MATERIAL SUPPLIED:
⟨

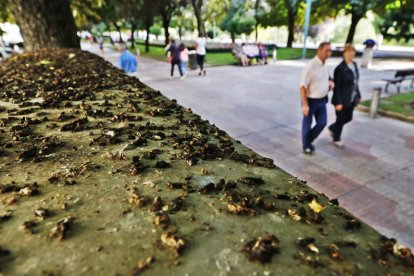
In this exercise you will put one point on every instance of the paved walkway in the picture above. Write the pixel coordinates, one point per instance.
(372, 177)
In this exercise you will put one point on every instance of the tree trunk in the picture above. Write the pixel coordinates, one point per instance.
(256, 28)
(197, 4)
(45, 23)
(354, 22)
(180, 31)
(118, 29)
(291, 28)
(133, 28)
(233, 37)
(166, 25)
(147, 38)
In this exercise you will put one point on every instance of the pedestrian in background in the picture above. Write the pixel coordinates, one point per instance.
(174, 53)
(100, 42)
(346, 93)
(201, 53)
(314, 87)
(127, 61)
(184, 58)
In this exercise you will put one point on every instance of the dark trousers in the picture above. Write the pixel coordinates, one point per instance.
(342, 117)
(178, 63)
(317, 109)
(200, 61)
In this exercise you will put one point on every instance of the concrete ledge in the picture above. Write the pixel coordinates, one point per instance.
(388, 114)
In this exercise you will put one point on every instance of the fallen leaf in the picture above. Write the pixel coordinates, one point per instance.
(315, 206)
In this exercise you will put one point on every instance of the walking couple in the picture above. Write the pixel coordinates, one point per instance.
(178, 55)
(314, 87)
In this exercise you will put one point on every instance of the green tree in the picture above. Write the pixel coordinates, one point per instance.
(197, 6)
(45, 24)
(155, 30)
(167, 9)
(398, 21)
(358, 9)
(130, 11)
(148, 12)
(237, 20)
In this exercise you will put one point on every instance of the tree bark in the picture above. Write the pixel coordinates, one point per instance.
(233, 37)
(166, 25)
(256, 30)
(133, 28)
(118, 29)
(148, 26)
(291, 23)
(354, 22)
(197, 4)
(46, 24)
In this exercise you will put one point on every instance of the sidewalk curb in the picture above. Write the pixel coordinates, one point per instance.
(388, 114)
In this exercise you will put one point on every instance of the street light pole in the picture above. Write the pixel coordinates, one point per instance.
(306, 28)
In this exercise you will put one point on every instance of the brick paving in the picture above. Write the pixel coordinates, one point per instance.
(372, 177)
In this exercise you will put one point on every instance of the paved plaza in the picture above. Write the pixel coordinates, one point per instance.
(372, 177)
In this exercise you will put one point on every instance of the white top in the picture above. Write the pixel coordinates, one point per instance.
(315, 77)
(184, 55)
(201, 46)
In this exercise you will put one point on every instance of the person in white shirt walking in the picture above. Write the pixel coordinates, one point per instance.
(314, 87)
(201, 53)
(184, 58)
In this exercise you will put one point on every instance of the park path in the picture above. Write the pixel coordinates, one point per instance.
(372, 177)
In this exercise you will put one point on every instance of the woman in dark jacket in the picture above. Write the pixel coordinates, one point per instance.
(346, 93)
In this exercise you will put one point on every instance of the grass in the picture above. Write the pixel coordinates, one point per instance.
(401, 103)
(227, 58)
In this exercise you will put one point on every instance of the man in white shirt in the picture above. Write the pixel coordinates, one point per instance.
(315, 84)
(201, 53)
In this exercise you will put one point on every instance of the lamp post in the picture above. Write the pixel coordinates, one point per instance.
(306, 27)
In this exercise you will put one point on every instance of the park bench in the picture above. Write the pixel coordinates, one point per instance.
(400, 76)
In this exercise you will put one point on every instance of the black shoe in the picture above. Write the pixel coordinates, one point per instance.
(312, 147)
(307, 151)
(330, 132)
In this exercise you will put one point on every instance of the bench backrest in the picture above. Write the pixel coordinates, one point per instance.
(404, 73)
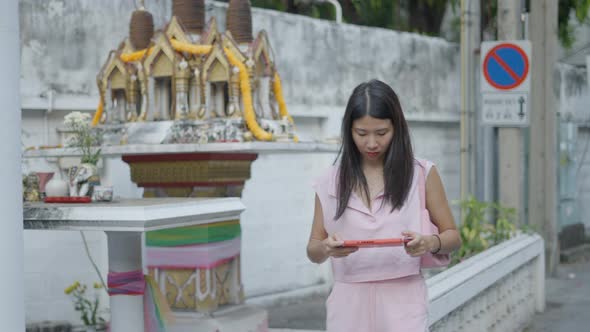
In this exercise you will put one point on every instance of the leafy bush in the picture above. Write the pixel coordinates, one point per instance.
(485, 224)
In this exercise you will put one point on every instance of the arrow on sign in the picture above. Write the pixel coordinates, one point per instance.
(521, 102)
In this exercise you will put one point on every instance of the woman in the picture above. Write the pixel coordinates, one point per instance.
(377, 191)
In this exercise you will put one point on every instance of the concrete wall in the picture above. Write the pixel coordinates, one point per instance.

⟩

WHAT IS NEEDED:
Exactly reproduce each record, leaving out any pictures.

ANSWER FOR THIS EXERCISE:
In this exercise you will put one point on every instance of the paved walkway in the picture above. Write the pixel coordinates, one point per instance.
(372, 177)
In this exercise you will put one point on every instance of the tree trunk in the picture above. Write the pixel coordinates, one point per instance.
(256, 28)
(197, 4)
(45, 23)
(354, 22)
(180, 31)
(118, 29)
(291, 28)
(133, 28)
(233, 37)
(166, 25)
(147, 38)
In this exercise you will put one point on every instance of the pedestrian in background in the picture above. Write the pixel coordinates, one point per instance.
(174, 53)
(100, 42)
(346, 93)
(201, 53)
(314, 87)
(127, 61)
(184, 58)
In this exercise you will put one point on every instance of the dark trousers in the picture above. Write the pixel coordinates, one point per instance.
(342, 117)
(178, 63)
(317, 109)
(200, 61)
In this exercise you will put one point on every instance of the concrete ledge in the picture above. Write the pixel coordinates, one point per instance.
(388, 114)
In this exercise you will put one point on every instance of the fallen leaf in the picture above. Write the pixel coordinates, one point per instance.
(315, 206)
In this exercise you will put one point on every instance of the walking couple in the picture above. Write the pixel coordinates, one point per instance.
(178, 55)
(314, 87)
In this exercise you will put one point on every instance of the green tree in the picture above. Write the pixel coordinates, one point per instance.
(197, 6)
(45, 24)
(155, 30)
(167, 9)
(398, 21)
(358, 9)
(130, 11)
(148, 12)
(237, 20)
In this exercise you will put one point on every instance of the tree bark in the picture above. Write the pixel coordinates, one point per instance.
(233, 37)
(166, 25)
(256, 30)
(133, 28)
(118, 29)
(148, 26)
(291, 23)
(354, 22)
(197, 4)
(46, 24)
In this exercise you will put one point on every instance of the sidewalk curb in the picture above. Write the pixel coordinates, one point per instance.
(388, 114)
In this exercise you will put one point on every instance of the street light pole in the picture above. Write the pixel coordinates, one point per instance.
(306, 28)
In this exercise you will put one point on every instance of the brick paving in the picture above. Write the pixel coordinates, one point per instance.
(372, 177)
In this exercise you will put one point on every instance of the paved plaza in the picture above. Write the pixel coordinates, one point per instance.
(372, 177)
In this exercise you will put one point on every instance of the white top in the picture above. Write the pixel coordinates, one point per instance.
(315, 77)
(184, 55)
(201, 46)
In this exercise you will put one point on every instance of the person in white shirt walking in the picture above. Write the pixel coordinates, one point per instance.
(314, 87)
(201, 53)
(184, 58)
In this exercise you will put one point on every instance of the park path in the picture above. Write the pixel coordinates, one point per instance.
(372, 177)
In this exercise you will put one point on every instance of the woman in dark jacket in the picture above. Write the pixel coordinates, one point per instance.
(346, 93)
In this exercise you will put one point on every instance of the grass in the picture above. Write the pixel coordinates, one point per instance.
(401, 103)
(227, 58)
In this exercise you will put one point on every instance of the man in white shirt in the picture above. Write the pixel coordinates, one point per instance.
(315, 84)
(201, 53)
In this exercise you will put one point on every instance of the lamp post in the picture above. Write the pixel coordinates, one point per instance.
(306, 27)
In this exercise you will put one point on every instance of the park bench in the picture above. Write the pixel coordinates, one point per instance.
(400, 76)
In this exercise you will put one point on every instance of the black shoe in the picture above. Write the pixel coordinates, one point per instance.
(312, 147)
(307, 151)
(330, 132)
In this exercise you will put one point on every instance of the bench backrest in the picture above. Write the pixel coordinates, one point per instance.
(404, 73)
In this exercise you will put one point on every instance of the leafy bush in the picture above. Write the pixel coordinates, one point per instance.
(485, 224)
In this exercise you will put one point on every instance of the arrow on sign in the picture above. Write the pixel coordinates, one point per instance.
(521, 102)
In this exercise you will put one point on every instance of the woman in the picture above. Write the pixel coordinates, one point per instance.
(377, 191)
In this exercise you will put one point on every instance of the concrete wall in the picture above. Write the pixel coordinates, one point per instance.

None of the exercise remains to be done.